From:
Ralph Baker Kearfott <rbk@xxxxxxxxxxxx>
To:
Ian McIntosh/Toronto/IBM@IBMCA
Date:
06/09/2011 02:11 AM
Subject:
Re: min / max and empty intervals
On 6/9/2011, Ralph Baker wrote:
>On 6/7/2011 7:07 AM, Arnold Neumaier wrote:
>> Dan Zuras Intervals wrote:
>>>> Date: Tue, 07 Jun 2011 08:43:03 +0200
>>>> From: Arnold Neumaier <Arnold.Neumaier@xxxxxxxxxxxx>
>>>> To: Dan Zuras Intervals <intervals08@xxxxxxxxxxxxxx>
>>>> CC: John Pryce <j.d.pryce@xxxxxxxxxxxx>, stds-1788@xxxxxxxxxxxxxxxxx
>>>> Subject: Re: min / max and empty intervals
>>>>
>>>> Dan Zuras Intervals wrote:
>
>>> Actually, John touched on the reasonable application for
>>> NaNs in a matrix. That of as yet unknown data.
>>
>> Unknown values represented in interval analysios by Entire, not by
Empty!
>
>I personally agree with Arnold on this point. It is tied to the basic
>philosophy underlying interval analysis.
>
>Baker
I understand and agree with the reasons that unknown should normally
be Entire, not Empty (and BTW, one of the multiple meanings of NaN is
equivalent to Entire).
At the same time, a standard is better if it can apply to diverse
situations, not just the usage that led to it, so we should think
about other potential applications and their implications.
Suppose I had a large set of data and wanted to do some analysis on
it, but many values were unknown. If unknown is represented as Entire
and I use the obvious approach, then most of my answers will be Entire
and I will know nothing except that I know nothing. If I skip unknown
values then I can produce answers tighter than Entire, and I will know
something, with the caveat that the answers are not guaranteed to be
correct. I may consider that useful.

* Recorded information:
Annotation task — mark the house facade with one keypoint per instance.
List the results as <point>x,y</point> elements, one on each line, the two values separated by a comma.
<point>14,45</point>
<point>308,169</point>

* Objective: Write out the interval message again, starting with "At the same" and going on through "and their implications.", and substitute "specification" for "standard".

* Answer:
At the same time, a specification is better if it can apply to diverse
situations, not just the usage that led to it, so we should think
about other potential applications and their implications.